Reproduce this listing in full.
◆ ◆ ◆
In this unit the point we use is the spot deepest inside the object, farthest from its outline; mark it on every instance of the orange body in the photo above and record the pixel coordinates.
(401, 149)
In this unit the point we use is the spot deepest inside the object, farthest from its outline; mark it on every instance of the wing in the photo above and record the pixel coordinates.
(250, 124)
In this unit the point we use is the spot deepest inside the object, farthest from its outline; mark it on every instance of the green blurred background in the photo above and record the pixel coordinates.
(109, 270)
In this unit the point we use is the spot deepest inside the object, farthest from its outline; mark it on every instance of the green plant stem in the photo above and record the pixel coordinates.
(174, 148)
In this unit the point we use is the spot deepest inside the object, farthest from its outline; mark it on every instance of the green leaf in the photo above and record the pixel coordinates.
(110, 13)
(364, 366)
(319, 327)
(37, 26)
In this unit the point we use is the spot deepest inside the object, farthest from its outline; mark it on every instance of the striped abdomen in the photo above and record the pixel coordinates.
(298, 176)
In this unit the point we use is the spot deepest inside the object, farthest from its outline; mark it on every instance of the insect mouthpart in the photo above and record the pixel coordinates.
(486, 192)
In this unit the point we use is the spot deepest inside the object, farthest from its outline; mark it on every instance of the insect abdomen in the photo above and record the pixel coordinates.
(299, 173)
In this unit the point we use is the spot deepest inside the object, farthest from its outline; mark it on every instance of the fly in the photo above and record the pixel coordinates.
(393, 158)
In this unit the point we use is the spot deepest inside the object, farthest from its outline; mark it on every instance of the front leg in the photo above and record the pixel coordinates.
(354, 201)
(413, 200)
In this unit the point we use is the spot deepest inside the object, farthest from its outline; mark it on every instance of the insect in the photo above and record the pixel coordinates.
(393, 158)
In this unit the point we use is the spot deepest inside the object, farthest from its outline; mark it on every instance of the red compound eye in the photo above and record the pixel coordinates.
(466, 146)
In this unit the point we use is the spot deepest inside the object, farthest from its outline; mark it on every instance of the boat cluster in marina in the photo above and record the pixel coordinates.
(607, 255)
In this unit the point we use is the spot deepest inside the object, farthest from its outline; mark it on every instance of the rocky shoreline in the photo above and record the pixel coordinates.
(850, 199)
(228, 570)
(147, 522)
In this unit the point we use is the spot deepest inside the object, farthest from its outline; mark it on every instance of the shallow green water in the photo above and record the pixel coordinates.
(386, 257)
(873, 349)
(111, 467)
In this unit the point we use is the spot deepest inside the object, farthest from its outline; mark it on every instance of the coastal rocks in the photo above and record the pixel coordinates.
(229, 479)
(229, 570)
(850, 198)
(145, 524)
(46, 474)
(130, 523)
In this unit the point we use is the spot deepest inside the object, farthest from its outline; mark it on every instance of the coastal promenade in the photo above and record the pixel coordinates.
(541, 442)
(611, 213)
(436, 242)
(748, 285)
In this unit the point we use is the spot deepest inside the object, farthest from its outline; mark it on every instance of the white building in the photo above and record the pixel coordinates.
◆ ◆ ◆
Output of the exercise
In this unit the point we use is the spot deepest inside the object, farthest from its outline; mark it on every instance of the orange body in the photo above and record the pixel coordinates.
(401, 149)
In this unit the point we use is the spot deepest inside the object, farthest from its outline; mark it on every instance of the wing in the photo above and record the pixel coordinates.
(250, 124)
In this unit the point we use is the spot deepest inside the object, farthest from its outline; mark it on every instance of the green blurred background in the photo above and record the pixel coordinates.
(109, 270)
In this unit the point we use is the spot deepest inside the object, farthest from its outline; mark it on every instance of the green plant stem in the photo above and record the pixel coordinates.
(174, 148)
In this unit the point we use is the spot deepest inside the object, farthest from its outline; mark it on every instance of the green leaf in the photo above and record the pixel coordinates.
(110, 13)
(364, 366)
(319, 327)
(37, 26)
In this unit the point we use is the spot deepest inside the object, farthest from its outline; mark it on every instance of the striped abdomen in the photo above and record the pixel coordinates.
(298, 176)
In this unit the point we use is the spot deepest inside the object, farthest from its outline; mark it on every instance of the insect mouthpart in the photo above and record the pixel coordinates.
(486, 192)
In this unit the point we use is the spot deepest inside the object, farthest from its outline; mark it on every instance of the insect abdomen in the photo above and record the pixel coordinates.
(299, 173)
In this unit the point we use is the spot deepest inside the object, farthest from its outline; mark it on every instance of the fly in the photo above and record the pixel coordinates.
(393, 158)
In this unit the point we use is the spot deepest inside the object, farthest from its outline; mark it on every instance of the front leg in the photo above and record the pixel coordinates.
(354, 201)
(413, 200)
In this unit the point we use is the spot deepest inside the object, farthest from its outline; mark it on every instance of the insect in the photo above and record the pixel coordinates.
(393, 158)
In this unit the point we use is the spot deepest inside the object, farthest from its outline; mark it on every instance of the red compound eye in the photo above and record the pixel coordinates.
(466, 146)
In this unit the point we use is the spot deepest inside the object, farthest from its outline; mark it on every instance of the boat cluster in marina in the photo above and record the pixel coordinates.
(607, 255)
In this unit the point we use is the spot deepest inside the object, farthest from its outline; mark it on every instance of the rocky shoreline in the photo above and record the pixel coordinates.
(850, 199)
(228, 570)
(147, 522)
In this unit the point we use is the spot deepest inside the object, farthest from its outline; mark it on every instance of the shallow green water in the photo above and record the pixel coordinates.
(386, 257)
(873, 349)
(111, 467)
In this unit the point we use is the spot deepest inside the object, farthest from its outline; mark it on every instance of the coastal rocks in the photo above and record the pixel coordinates.
(229, 479)
(229, 570)
(850, 198)
(145, 524)
(46, 474)
(130, 523)
In this unit the point we use is the spot deepest inside the object, farthest from its outline; mark it on every instance of the coastal promenade in the photo above and record the pixel coordinates.
(541, 442)
(611, 213)
(436, 242)
(748, 285)
In this unit the point we use is the spot deepest inside the object, farthest from its outline; mark it on every instance of the white building in the photo above and record the pixel coordinates.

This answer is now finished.